= CONSIGNE 1 =
Reformulez en liste numérotée les lignes des entrées, en commençant par la ligne qui contient « Where can you see the mariposa », incluse, et en allant jusqu'à la fin des entrées. Omettez les lignes vides.

= TEXTE =
####################

L'écriture est donc un moyen de recyclage de l'âme qui se rêve éternelle et par là menace l'équilibre des mutations au principe même de la vie qui, en tant que fonction physique (au sens étymologique: fonction de naissance), repose sur la nécessité de mort. La mort n'étant jamais qu'un point de vue traduisant la déception d'une attente: celle de trouver quelque chose, un état des choses, là où advient et se montre un état des choses alternatif. Autrement dit la mort n'est qu'une interprétation spatiale qui fige la dynamique de métamorphose universelle et cherche à hypostasier de purs flux. Elle nous fait croire par exemple en la notion de substance -- consubstantielle au concept d'identité. Ce concept peut trouver une analogie en celui d'instant: aucune durée ne peut être reconstituée à partir d'instants. Cela ne nous empêche pas d'analyser sans cesse la durée en terme d'unités instantanées qui, pareilles au point géométrique, n'ont aucune existence réelle.

####################

= DONNÉES DE LA TÂCHE =
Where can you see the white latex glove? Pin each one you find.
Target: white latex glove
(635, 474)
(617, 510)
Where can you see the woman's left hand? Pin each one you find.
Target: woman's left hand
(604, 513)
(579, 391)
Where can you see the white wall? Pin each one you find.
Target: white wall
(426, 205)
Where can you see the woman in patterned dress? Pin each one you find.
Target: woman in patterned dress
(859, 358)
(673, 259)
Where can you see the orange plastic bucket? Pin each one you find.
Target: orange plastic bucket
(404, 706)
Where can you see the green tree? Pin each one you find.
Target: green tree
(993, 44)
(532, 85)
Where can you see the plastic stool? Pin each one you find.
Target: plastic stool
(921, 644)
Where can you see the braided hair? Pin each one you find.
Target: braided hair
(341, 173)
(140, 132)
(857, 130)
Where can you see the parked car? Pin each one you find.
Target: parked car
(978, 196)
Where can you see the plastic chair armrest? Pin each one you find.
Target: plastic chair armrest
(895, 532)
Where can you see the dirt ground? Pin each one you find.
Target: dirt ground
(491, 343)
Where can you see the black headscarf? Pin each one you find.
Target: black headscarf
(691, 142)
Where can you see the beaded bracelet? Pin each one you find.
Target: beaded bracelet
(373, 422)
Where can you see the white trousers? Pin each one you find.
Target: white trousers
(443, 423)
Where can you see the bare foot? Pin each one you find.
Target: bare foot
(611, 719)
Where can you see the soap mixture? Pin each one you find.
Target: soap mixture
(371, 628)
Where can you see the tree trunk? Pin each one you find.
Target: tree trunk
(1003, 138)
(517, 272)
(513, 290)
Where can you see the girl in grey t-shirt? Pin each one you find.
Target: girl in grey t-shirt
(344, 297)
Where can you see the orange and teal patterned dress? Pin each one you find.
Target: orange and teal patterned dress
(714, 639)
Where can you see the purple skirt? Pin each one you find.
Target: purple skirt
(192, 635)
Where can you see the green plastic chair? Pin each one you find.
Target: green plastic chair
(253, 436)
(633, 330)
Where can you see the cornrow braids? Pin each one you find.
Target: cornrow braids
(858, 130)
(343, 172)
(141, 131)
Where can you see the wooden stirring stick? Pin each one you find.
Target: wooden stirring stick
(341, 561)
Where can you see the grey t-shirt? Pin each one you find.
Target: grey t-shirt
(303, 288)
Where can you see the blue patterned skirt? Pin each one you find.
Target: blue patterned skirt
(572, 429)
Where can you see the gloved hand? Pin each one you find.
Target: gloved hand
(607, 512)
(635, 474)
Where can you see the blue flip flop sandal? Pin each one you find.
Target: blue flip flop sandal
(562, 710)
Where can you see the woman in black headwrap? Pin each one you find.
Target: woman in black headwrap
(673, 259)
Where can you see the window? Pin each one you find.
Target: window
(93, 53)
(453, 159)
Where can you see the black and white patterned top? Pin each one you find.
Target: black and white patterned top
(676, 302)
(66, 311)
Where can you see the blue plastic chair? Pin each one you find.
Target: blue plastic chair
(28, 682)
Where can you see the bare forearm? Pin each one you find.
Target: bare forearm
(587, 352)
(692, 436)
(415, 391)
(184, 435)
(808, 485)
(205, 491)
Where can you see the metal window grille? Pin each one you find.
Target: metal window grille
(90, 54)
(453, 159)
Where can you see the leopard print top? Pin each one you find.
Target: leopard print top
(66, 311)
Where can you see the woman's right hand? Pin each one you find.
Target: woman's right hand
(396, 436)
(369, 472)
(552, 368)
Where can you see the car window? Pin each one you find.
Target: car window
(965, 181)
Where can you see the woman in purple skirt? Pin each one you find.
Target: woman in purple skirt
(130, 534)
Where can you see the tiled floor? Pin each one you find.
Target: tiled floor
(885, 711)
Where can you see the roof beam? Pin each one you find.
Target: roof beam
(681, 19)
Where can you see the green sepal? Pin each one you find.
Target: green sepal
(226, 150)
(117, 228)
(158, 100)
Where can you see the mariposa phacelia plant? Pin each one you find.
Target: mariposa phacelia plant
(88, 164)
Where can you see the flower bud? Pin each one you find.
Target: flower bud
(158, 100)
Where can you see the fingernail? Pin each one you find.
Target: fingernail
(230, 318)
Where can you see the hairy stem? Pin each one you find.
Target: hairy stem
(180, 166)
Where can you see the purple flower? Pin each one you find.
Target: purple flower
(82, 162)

####################

= CONSIGNE 2 =
Résumez le texte en deux phrases.

= RÉPONSE COMPLÈTE 1 =
1. Where can you see the mariposa phacelia plant? Pin each one you find.
2. Target: mariposa phacelia plant
3. (88, 164)
4. Where can you see the flower bud? Pin each one you find.
5. Target: flower bud
6. (158, 100)
7. Where can you see the fingernail? Pin each one you find.
8. Target: fingernail
9. (230, 318)
10. Where can you see the hairy stem? Pin each one you find.
11. Target: hairy stem
12. (180, 166)
13. Where can you see the purple flower? Pin each one you find.
14. Target: purple flower
15. (82, 162)

= RÉPONSE COMPLÈTE 2 =
L'écriture y est décrite comme un moyen de recyclage de l'âme qui se rêve éternelle, ce qui menace l'équilibre des mutations au principe de la vie, laquelle repose sur la nécessité de mort. La mort n'est pourtant qu'un point de vue, une interprétation spatiale qui fige la métamorphose universelle et nous fait croire à la substance et à l'identité, concept analogue à celui d'instant, alors qu'aucune durée ne peut être reconstituée à partir d'instants.